▶ Extrait choisi:
■ ■ ■ ■ ■

De l’intrigue à la configuration

Crise de « l’intrigue », prise en son sens courant, de l’intrigue « intrigante »8, de sa motivation et de sa tension, dans cette littérature vouée à la Mémoire ; mais aussi, et de ce fait, triomphe de la « configuration », au sens que Paul Ricœur a donné à ce mot (qu’il appelle aussi « intrigue », mais on peut justement accentuer la distinction entre ces deux notions), et qu’a adopté dans son sillage, et sous l’impulsion de ce que François Hartog appelle l’« évidence de l’histoire »9, une grande partie de la pensée contemporaine. Cette relève de l’intrigue par la configuration implique des formes, des fonctions narratives, et surtout des expériences affectives très particulières.

■ ■ ■ ■ ■

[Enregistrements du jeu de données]

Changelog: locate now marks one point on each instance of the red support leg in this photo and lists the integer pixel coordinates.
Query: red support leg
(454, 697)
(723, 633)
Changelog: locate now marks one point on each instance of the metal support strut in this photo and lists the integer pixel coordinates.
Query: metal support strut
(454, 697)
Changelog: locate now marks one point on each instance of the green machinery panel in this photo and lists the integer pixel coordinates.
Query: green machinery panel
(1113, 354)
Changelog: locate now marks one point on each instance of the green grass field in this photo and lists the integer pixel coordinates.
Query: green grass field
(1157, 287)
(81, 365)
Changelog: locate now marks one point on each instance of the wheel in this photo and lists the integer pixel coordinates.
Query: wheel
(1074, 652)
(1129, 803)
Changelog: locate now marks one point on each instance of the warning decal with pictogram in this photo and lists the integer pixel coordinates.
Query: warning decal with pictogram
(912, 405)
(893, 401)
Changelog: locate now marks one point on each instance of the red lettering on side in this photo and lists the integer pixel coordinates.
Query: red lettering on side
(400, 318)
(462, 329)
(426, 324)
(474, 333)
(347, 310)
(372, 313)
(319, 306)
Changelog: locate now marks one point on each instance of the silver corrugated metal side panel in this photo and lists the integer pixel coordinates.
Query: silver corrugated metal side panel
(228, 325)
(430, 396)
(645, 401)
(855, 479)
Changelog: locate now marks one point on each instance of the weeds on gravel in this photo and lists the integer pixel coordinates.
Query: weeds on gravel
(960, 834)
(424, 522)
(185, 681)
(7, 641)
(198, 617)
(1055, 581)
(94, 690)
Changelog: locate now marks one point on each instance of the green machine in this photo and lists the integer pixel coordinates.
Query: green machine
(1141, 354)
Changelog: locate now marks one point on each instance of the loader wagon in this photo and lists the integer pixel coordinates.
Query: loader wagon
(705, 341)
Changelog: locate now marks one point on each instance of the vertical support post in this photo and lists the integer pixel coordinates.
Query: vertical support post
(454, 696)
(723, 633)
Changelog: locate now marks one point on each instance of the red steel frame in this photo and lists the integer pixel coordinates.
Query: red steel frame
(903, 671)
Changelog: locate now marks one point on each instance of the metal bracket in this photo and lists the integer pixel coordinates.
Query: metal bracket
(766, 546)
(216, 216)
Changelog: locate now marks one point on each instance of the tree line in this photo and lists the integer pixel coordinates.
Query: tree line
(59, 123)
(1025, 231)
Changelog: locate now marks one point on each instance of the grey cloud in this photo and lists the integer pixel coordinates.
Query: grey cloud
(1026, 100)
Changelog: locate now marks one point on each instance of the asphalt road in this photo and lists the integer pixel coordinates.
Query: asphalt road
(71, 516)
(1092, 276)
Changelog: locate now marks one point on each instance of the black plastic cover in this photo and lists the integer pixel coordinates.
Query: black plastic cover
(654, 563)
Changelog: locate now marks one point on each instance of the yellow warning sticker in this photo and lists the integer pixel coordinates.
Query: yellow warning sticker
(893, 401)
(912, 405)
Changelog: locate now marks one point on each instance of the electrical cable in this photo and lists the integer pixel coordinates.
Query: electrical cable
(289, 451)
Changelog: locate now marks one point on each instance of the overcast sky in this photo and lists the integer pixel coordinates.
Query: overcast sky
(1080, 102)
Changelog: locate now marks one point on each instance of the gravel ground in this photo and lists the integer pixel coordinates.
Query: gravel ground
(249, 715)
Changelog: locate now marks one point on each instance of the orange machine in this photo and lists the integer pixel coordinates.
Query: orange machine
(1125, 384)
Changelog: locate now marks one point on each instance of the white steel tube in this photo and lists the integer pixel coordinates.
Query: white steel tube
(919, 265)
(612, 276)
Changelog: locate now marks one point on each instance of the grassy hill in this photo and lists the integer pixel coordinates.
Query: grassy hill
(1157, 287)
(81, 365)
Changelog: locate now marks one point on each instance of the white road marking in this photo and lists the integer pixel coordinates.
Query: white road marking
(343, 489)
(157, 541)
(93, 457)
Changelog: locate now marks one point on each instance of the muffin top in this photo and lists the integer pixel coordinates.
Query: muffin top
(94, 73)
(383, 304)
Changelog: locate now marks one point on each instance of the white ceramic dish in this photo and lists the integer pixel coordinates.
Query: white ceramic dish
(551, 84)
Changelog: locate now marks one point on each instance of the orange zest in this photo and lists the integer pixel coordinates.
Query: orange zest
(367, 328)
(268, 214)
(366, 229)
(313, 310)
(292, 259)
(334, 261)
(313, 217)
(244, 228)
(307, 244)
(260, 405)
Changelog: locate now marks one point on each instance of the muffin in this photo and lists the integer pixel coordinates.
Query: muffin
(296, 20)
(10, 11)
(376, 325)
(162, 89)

■ ■ ■ ■ ■

▶ Consigne: Recopiez en entier l'extrait sur le passage de l'intrigue à la configuration, sans y apporter la moindre modification. Ces données n'ont aucun lien avec l'extrait.

▶ Production finale:
De l’intrigue à la configuration

Crise de « l’intrigue », prise en son sens courant, de l’intrigue « intrigante »8, de sa motivation et de sa tension, dans cette littérature vouée à la Mémoire ; mais aussi, et de ce fait, triomphe de la « configuration », au sens que Paul Ricœur a donné à ce mot (qu’il appelle aussi « intrigue », mais on peut justement accentuer la distinction entre ces deux notions), et qu’a adopté dans son sillage, et sous l’impulsion de ce que François Hartog appelle l’« évidence de l’histoire »9, une grande partie de la pensée contemporaine. Cette relève de l’intrigue par la configuration implique des formes, des fonctions narratives, et surtout des expériences affectives très particulières.